** BEGIN Data for this task **

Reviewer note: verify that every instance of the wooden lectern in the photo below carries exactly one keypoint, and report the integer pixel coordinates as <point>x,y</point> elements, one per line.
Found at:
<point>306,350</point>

** END Data for this task **
** BEGIN Data for this task **

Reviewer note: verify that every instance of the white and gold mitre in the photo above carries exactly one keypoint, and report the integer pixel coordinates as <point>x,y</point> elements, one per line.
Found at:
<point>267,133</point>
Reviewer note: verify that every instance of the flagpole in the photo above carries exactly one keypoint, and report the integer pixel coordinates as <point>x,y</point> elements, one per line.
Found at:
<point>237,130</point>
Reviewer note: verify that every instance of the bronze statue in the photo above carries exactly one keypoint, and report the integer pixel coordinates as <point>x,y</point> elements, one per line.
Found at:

** END Data for this task **
** BEGIN Data for this task **

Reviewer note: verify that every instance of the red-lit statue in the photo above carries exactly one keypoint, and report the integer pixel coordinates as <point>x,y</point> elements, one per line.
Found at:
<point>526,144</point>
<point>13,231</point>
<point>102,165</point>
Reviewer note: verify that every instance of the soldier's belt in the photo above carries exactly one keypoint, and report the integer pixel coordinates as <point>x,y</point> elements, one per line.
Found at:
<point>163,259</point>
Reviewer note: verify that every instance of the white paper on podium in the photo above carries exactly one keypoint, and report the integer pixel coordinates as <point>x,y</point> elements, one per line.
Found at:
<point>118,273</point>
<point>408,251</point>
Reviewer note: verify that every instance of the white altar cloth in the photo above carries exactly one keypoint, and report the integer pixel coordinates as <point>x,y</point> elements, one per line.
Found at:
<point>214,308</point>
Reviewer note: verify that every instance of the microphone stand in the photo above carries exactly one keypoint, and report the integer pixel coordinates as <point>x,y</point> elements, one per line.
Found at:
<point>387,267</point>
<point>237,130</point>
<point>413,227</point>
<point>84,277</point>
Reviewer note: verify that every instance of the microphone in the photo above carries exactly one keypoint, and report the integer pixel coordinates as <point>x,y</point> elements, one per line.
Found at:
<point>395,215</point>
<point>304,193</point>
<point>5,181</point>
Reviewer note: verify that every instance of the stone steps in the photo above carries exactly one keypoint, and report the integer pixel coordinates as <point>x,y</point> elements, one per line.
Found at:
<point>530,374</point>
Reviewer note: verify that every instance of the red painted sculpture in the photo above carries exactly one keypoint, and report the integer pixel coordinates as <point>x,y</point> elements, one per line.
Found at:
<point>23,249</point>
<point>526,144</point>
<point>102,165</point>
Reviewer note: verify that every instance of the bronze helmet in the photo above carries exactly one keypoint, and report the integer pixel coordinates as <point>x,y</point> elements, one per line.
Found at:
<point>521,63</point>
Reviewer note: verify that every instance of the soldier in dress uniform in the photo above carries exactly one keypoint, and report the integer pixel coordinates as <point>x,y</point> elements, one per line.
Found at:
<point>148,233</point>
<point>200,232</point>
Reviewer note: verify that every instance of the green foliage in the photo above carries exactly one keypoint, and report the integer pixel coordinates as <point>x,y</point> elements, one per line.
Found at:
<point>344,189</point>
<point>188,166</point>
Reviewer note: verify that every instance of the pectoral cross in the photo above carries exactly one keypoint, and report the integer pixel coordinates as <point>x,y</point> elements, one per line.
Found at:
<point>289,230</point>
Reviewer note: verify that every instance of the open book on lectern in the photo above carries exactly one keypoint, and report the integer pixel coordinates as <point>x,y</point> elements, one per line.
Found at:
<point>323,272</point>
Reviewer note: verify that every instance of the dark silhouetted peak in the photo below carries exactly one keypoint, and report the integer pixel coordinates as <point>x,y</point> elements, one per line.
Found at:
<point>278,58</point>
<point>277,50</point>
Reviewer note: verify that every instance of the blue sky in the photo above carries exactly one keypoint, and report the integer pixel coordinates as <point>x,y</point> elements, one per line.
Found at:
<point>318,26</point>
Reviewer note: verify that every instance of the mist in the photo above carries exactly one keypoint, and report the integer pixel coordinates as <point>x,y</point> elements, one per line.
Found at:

** END Data for this task **

• Exercise instructions
Copy out the lines of the records from the line with "Reviewer note: verify that every instance of the wooden" up to and including the line with "<point>306,350</point>", and set down only those lines, unchanged.

• The solution
Reviewer note: verify that every instance of the wooden lectern in the photo below carries exactly one keypoint, and report the integer pixel coordinates as <point>x,y</point> elements, one per line.
Found at:
<point>306,350</point>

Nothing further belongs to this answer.